* **Exercise requirements**:
(a) Answer these questions from the coalition commentary:
(i) How many judges make up the US Supreme Court?
(ii) Which ministry is left out of the distribution among the coalition parties?
(iii) For how many years will no member of the three-party core coalition support dissolving the Knesset?
(b) Take the coalition commentary further, picking up after its last sentence.

* **Document section**:
BEGIN
All the above follows the US presidential model.

The Judicial Branch

In the US, nine Supreme Court judges form the court. When a vacancy of the Supreme Court opens, candidates to fill-in the opened position are selected by the President and their candidacy is approved or rejected by a Senate vote.

In Israel, the Supreme Court composition and nomination procedure are very different from the US, and are presently a highly contentious issue. The present nomination procedure gives, in practice, extra weight in the nomination of future members of the Supreme Court to its present members, perpetuating the “ideology”, if any, of its present members. The “reset” means that, for as long as the new Israeli government will exist (up to the normal period of 4 years), the Israeli Supreme Court’s future composition and judge selection will be made based on historical existent procedures. In simply words: no Judicial Reform during the time span of this government.

The Legislative branch and ministries

All the positions in the Knesset usually adjudicated to the government coalition, as well as the ministries (besides the Foreign Ministry) will be distributed between the parties of the coalition and decided in negotiations between the three parties. The principle of proportionality (32, 24 and 12 seats) will be a dominant factor in filling in the positions, giving a slight advantage to the Yesh Atid – National Unity combination.

The above does not exclude the possibility that this coalition will issue invitations to additional parties to join this government, before or after the government is formed – if these invitations are supported in advance by all the three parties of this core coalition of three secular Zionist parties.

What about the government’s program?

I do not think that there are significant programmatic differences between these three parties. At least, not essential differences that could impede its functioning.

The new government duration

No member of the three-party core coalition will support an initiative to dissolve the Knesset during the first 2 years of this government.
END
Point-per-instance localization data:
BEGIN
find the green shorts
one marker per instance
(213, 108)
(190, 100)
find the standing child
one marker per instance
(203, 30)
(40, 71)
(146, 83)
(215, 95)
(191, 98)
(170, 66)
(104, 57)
END
* **Results of the tasks**:
(a)
(i) Nine.
(ii) The Foreign Ministry.
(iii) The first 2 years of the government.

(b)
Netanyahu’s trial

Netanyahu’s trial began in May 2020, three years ago. According to prevalent opinions, the trial may last for another 5-6 years. Until then, the public is requested to be patient, and wait for the decision of the judges of the Supreme Court. Any decision of the Supreme Court judges that could negatively impact Benjamin Netanyahu’s standing as Prime Minister will be deferred and implemented only after the end of the new government. Notice that historically, the average life span of Israeli governments has been only 2 years.

As a comparison with equivalent cases in other democratic countries: in the US and in France, the sitting holder of the Executive power, the president, enjoys total immunity: the Executive holder cannot be charged and even less brought to trial while in office. In other words, in this sense, Israel gives more weight and importance to the Judicial branch, compared to the Executive branch. This is another item that could be part of a Judicial Reform package in future governments to make it similar as in the US and France, and less politicized and disruptive of the functioning of an existing government.

Who will promote this initiative?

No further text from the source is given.